TASK INSTRUCTIONS: Transcribe precisely those lines of the listing that fall between the line containing "Target: gold ornamental pouch" and the last line, inclusive of both.

DATASET RECORDS:
^^^^^^^^
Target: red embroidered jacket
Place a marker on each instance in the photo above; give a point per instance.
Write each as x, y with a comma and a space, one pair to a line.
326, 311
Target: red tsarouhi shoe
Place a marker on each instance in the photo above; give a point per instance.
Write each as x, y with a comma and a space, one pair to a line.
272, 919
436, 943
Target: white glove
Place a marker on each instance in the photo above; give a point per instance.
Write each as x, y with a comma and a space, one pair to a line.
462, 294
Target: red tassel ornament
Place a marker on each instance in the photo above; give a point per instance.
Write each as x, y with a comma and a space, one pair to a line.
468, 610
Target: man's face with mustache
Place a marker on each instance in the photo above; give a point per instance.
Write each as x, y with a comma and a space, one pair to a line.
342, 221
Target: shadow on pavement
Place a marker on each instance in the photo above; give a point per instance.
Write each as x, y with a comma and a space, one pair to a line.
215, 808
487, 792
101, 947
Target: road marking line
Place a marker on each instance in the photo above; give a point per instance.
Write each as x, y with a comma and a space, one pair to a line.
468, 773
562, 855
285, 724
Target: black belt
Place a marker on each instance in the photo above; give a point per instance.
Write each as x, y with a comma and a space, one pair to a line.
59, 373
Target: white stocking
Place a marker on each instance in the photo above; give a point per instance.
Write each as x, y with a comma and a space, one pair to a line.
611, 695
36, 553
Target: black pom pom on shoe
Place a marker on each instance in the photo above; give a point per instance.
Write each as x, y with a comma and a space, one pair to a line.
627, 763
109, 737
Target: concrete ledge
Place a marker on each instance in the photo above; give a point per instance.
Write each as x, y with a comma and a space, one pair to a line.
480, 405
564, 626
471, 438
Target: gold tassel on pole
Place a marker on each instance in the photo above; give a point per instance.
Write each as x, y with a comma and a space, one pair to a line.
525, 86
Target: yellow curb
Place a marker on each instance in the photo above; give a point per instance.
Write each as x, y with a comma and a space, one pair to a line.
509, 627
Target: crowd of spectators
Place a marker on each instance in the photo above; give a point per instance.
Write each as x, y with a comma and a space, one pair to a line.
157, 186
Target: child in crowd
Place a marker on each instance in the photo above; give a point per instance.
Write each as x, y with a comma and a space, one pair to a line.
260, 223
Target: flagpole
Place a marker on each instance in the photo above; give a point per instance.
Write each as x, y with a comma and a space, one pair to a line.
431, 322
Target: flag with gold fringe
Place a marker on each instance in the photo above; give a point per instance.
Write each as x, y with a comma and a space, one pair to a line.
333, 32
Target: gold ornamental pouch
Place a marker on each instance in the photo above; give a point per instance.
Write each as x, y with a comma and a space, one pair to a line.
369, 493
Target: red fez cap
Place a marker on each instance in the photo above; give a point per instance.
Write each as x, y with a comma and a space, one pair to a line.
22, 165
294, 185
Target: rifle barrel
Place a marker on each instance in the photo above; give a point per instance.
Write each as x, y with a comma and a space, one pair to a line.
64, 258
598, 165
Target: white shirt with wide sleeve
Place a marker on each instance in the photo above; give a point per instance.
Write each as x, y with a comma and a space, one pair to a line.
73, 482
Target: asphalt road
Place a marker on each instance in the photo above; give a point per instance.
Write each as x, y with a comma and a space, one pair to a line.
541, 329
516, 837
^^^^^^^^
TASK ANSWER:
Target: gold ornamental pouch
Place a marker on each instance in the photo above; give a point per instance.
Write each as x, y with a comma and a space, one pair to a line.
369, 493
Target: red fez cap
Place a marker on each instance in the photo above; give a point per instance.
Write each as x, y with a comma and a space, one pair to a line.
22, 165
294, 185
Target: rifle barrel
Place a marker on each instance in the photo above; give a point per instance.
Write each as x, y with a comma and a space, one pair to a line.
64, 258
598, 165
Target: white shirt with wide sleeve
Place a marker on each instance in the photo above; give a point per instance.
Write each as x, y with a comma and a space, one pair to a line.
73, 482
Target: asphalt road
Place a marker on each instance in the photo above; give a point per instance.
Write each as x, y with a comma and a space, one pair to a line.
541, 329
516, 837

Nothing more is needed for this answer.